• Source data:
===============

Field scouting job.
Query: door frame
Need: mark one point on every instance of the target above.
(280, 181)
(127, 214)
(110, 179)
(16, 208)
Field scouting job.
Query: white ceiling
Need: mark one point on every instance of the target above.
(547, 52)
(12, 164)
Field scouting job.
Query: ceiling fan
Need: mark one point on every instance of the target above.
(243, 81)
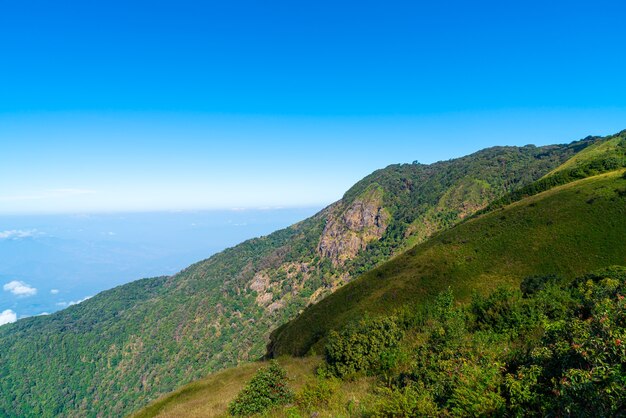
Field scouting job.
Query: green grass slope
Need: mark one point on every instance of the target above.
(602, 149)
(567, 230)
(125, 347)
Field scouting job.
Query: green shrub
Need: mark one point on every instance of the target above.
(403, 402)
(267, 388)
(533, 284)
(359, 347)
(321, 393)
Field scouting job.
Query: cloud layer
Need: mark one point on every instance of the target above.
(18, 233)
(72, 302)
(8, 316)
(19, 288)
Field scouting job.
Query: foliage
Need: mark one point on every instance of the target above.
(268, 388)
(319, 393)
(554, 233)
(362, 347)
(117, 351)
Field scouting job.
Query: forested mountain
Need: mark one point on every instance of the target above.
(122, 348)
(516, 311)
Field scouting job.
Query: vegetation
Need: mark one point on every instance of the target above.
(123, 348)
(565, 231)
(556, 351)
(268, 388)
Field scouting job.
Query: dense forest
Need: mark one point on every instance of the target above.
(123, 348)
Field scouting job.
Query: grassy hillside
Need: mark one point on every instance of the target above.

===============

• Required work: Please copy every item above word for word, leaving out the pictures.

• Answer for the task:
Field scouting job.
Query: door frame
Need: mark one point on every instance of the target above.
(280, 181)
(127, 214)
(110, 179)
(16, 208)
Field scouting job.
Query: white ceiling
Need: mark one point on every instance of the target above.
(547, 52)
(12, 164)
Field scouting job.
Query: ceiling fan
Need: mark one point on every instance of the target above.
(243, 81)
Field scouting job.
Query: green grass slope
Need: mark one point on every instance of the target above.
(602, 149)
(567, 230)
(125, 347)
Field scouting job.
Query: green shrub
Need: mark one point on every instance of the target above.
(403, 402)
(267, 388)
(533, 284)
(359, 347)
(321, 393)
Field scouting job.
Query: cloud layer
Need: mark one point on every instance of the target above.
(18, 233)
(72, 302)
(8, 316)
(19, 288)
Field scouting job.
Query: foliage
Need: mark one point on every instance of the target above.
(268, 388)
(319, 393)
(554, 233)
(362, 347)
(117, 351)
Field scouting job.
Query: forested mountain
Need: mark one point on every instance of the target above.
(122, 348)
(516, 311)
Field scouting job.
Query: vegetation
Need: mark one point on every instance of the target above.
(123, 348)
(565, 231)
(556, 351)
(268, 388)
Field scouting job.
Query: dense forest
Need: mark one point on every instance of the target above.
(123, 348)
Field scouting job.
Query: grassy hillside
Need: mark one point on every instance of the target above.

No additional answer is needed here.